#### Information provided:
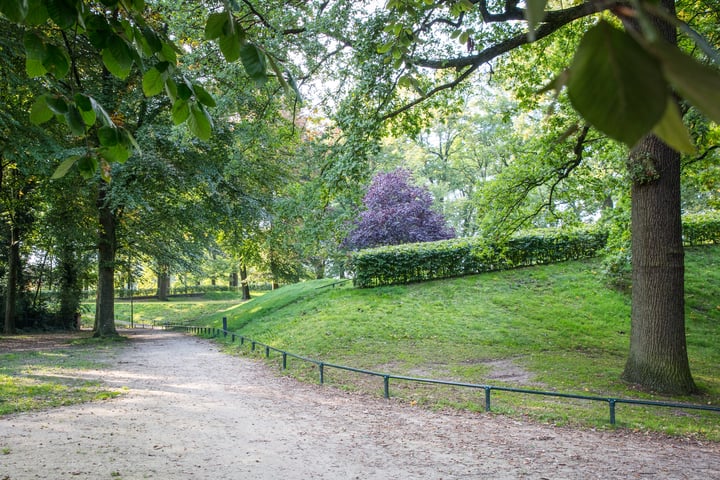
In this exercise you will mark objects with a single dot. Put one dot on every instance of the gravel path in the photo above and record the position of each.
(191, 412)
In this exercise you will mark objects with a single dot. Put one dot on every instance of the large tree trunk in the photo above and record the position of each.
(163, 290)
(12, 281)
(658, 355)
(243, 282)
(70, 290)
(107, 245)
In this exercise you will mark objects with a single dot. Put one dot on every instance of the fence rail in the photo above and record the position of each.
(612, 402)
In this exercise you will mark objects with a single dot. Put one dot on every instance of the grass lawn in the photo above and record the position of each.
(45, 378)
(552, 328)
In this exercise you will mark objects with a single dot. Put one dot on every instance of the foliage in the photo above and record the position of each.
(467, 256)
(701, 228)
(554, 327)
(397, 212)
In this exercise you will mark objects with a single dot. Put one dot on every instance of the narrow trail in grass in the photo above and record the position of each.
(191, 412)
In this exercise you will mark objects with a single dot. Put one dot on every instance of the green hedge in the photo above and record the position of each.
(701, 228)
(417, 262)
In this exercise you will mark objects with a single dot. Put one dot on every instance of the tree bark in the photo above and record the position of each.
(163, 283)
(70, 290)
(12, 281)
(107, 246)
(243, 283)
(658, 354)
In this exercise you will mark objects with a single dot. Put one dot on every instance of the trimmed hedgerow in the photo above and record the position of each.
(701, 228)
(417, 262)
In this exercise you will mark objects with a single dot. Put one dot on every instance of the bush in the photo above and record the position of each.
(701, 228)
(467, 256)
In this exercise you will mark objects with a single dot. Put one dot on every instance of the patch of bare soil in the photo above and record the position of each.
(39, 341)
(191, 412)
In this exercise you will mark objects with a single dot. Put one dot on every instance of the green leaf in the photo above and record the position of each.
(203, 96)
(57, 104)
(34, 46)
(534, 14)
(40, 112)
(75, 121)
(108, 136)
(151, 38)
(215, 25)
(184, 90)
(117, 58)
(673, 131)
(87, 166)
(118, 153)
(697, 83)
(153, 82)
(230, 46)
(616, 85)
(14, 10)
(56, 61)
(278, 74)
(37, 13)
(168, 53)
(64, 167)
(34, 68)
(199, 122)
(84, 104)
(180, 111)
(63, 12)
(34, 55)
(100, 112)
(171, 89)
(253, 59)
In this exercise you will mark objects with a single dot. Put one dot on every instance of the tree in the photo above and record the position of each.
(620, 81)
(397, 212)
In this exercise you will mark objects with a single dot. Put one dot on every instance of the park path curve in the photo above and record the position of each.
(192, 412)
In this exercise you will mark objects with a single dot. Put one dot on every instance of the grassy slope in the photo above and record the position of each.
(552, 328)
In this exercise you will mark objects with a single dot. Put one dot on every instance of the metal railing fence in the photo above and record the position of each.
(612, 402)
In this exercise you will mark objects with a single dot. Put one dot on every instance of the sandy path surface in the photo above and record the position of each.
(191, 412)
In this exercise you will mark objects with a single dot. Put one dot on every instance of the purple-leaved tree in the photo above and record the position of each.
(397, 212)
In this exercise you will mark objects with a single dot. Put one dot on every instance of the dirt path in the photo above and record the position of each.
(191, 412)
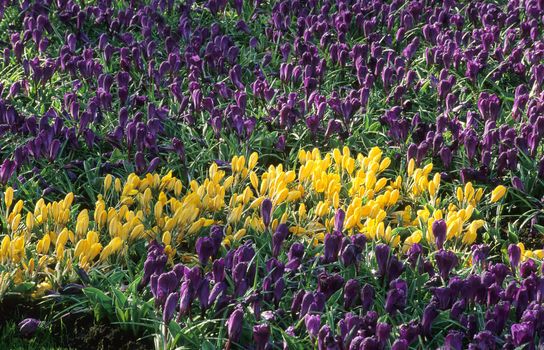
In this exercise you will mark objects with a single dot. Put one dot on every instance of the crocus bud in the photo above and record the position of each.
(440, 229)
(277, 239)
(313, 323)
(514, 254)
(261, 334)
(351, 291)
(204, 248)
(266, 211)
(429, 315)
(331, 247)
(445, 260)
(400, 344)
(367, 297)
(339, 220)
(169, 307)
(383, 330)
(234, 324)
(454, 340)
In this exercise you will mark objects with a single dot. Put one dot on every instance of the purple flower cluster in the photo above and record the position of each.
(134, 81)
(488, 307)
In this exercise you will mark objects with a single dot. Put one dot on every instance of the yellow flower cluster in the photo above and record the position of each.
(43, 245)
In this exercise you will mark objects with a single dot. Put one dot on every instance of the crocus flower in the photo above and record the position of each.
(28, 326)
(439, 231)
(261, 334)
(278, 237)
(266, 211)
(514, 254)
(234, 324)
(326, 339)
(445, 260)
(313, 323)
(400, 344)
(339, 220)
(396, 296)
(169, 307)
(382, 332)
(429, 315)
(331, 247)
(453, 341)
(367, 297)
(204, 248)
(351, 291)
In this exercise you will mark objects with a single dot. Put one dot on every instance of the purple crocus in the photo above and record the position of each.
(445, 261)
(266, 211)
(514, 254)
(234, 324)
(440, 229)
(28, 326)
(313, 323)
(261, 334)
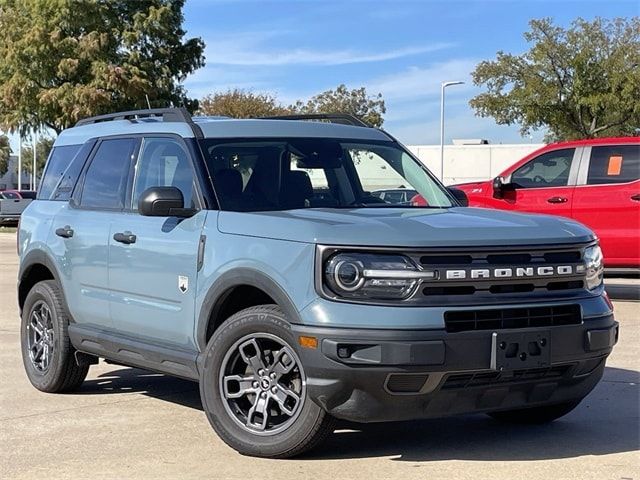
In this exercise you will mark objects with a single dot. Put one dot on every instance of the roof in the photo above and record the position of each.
(217, 127)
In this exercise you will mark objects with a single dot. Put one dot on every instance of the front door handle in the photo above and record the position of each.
(124, 237)
(64, 232)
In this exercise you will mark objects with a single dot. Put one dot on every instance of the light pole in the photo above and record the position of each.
(443, 85)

#### Stated task:
Write out exactly the lines from the line holding "of the roof" through the last line of the data, and nothing besides those lines.

#### Correct result:
In this exercise you will mark objects with a single dot. Put one dot on every instance of the roof in the photo above and record the position of each.
(217, 127)
In this exercise you will mark objects with a single dot. Put one dot on every instance of the front door handle in the photo above and record the position of each.
(124, 237)
(64, 232)
In this exercise you will mark objects with a single dot. Put one dot on every instance of the light pole in the photo above and record the position of each.
(443, 85)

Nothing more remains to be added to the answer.